Top of SOURCE TEXT
Study shines light on pervasiveness of unsafely stored opioids in homes with children

Nearly 70 percent of prescription opioid medications kept in homes with children are not stored safely, a new study by researchers at the Johns Hopkins Bloomberg School of Public Health finds.

In a national survey of 681 adults who used opioid pain relievers in the past year and had children ages 17 and younger living with them, only 31 percent reported safely storing them away from their children. Among those homes with children seven to 17 years old, just 12 percent reported safe storage.

The researchers defined safe storage as keeping the medication in a locked or latched place for homes with younger children and a locked place for homes with older children.

The findings appear in the March edition of the journal Pediatrics.

"Our work shines a light on the pervasiveness of unsafely stored opioids in American homes with children," says study lead author Eileen McDonald, MS, faculty with the Johns Hopkins Center for Injury Research and Policy. "Unsafely stored opioids can contribute to accidental ingestions among younger children and pilfering by older children, especially high school students. We know that teens who use these drugs recreationally frequently get them from homes where they are easily accessible, increasing their risk for addiction and overdose."

Overdose fatalities almost doubled among those 17 and younger between 1999 and 2015. In the last five years, more than 600,000 children of the same age were treated in U.S. emergency departments for all types of poisoning. The 2014 National Survey on Drug Use and Health identified opioids as the second most common illicit drug-use category among 12- to 17-year-olds after marijuana.

The study also explored attitudes thought to be linked to medication storage habits. Nearly three-quarters, or 73 percent, agreed that children can overdose on opioids more easily than adults. Yet the survey found that just 13 percent of respondents "worry" about their children accessing their opioid medications, with parents of older children reporting that they were significantly less likely to worry about children accessing medication than parents of younger children.

The researchers say the findings support the need to not only educate families about the importance of storing pills safely but also to develop new technology, such as 'smart' packaging that only allows the prescribed person to open the bottle, to prevent older children from accessing the pills.

"Unfortunately, the current child-resistant packaging that was transformative in reducing medication poisoning in young children will not keep older children and teens safe," says Andrea Gielen, ScD, ScM, study senior author and director of the Johns Hopkins Center for Injury Research and Policy. "We need new packaging, such as tamper-resistant, personalized pill dispensers, to make it easier for parents to keep these potentially dangerous medications inaccessible to older children. In the meantime, parents should keep their medications locked away and dispose of any leftover pills promptly and safely."

"Our findings should encourage pediatricians to ask patients about the presence of opioids in the home," McDonald says. "This paper also demonstrates the need to educate parents and children about opioid-related risks and how easily kids can access opioids that aren't under lock and key."

For their study, the researchers drew from a nationally representative GfK Group KnowledgePanel sample of nearly 5,000 adults to identify people who had used prescription opioids in the past year and lived in a home with children. The online survey was administered between Feb. 24 and March 16, 2015.
Bottom of SOURCE TEXT
Top of RAW DATA
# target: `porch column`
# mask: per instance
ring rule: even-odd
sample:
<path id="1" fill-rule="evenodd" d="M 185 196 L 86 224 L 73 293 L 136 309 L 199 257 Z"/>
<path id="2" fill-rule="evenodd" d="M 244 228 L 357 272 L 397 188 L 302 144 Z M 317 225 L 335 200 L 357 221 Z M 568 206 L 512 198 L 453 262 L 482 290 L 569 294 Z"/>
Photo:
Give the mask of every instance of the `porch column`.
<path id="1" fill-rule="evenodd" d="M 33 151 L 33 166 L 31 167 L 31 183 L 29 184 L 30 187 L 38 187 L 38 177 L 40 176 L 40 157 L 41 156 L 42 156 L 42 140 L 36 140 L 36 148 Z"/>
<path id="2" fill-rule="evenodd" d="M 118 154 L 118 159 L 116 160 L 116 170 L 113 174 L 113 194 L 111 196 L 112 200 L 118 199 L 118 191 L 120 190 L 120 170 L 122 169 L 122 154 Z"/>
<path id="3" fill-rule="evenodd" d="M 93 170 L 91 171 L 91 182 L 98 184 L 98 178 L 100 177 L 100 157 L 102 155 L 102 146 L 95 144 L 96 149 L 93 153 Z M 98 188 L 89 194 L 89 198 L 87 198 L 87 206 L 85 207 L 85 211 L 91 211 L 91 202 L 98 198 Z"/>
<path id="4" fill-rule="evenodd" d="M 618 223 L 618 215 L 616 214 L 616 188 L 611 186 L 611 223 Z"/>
Bottom of RAW DATA
# [TASKS TO PERFORM]
1) Answer these questions from the article on unsafely stored opioids:
(a) What share of homes with children seven to 17 years old reported safe storage?
(b) In which journal did the findings appear?
(c) Between which dates was the online survey administered?
2) From the article on unsafely stored opioids, print the passage that begins at the words "Overdose fatalities almost" and stops after the words "17-year-olds after marijuana.".

# [ANSWERS FOR EACH ITEM]
1)
(a) 12 percent
(b) Pediatrics (the March edition)
(c) Feb. 24 and March 16, 2015

2)
Overdose fatalities almost doubled among those 17 and younger between 1999 and 2015. In the last five years, more than 600,000 children of the same age were treated in U.S. emergency departments for all types of poisoning. The 2014 National Survey on Drug Use and Health identified opioids as the second most common illicit drug-use category among 12- to 17-year-olds after marijuana.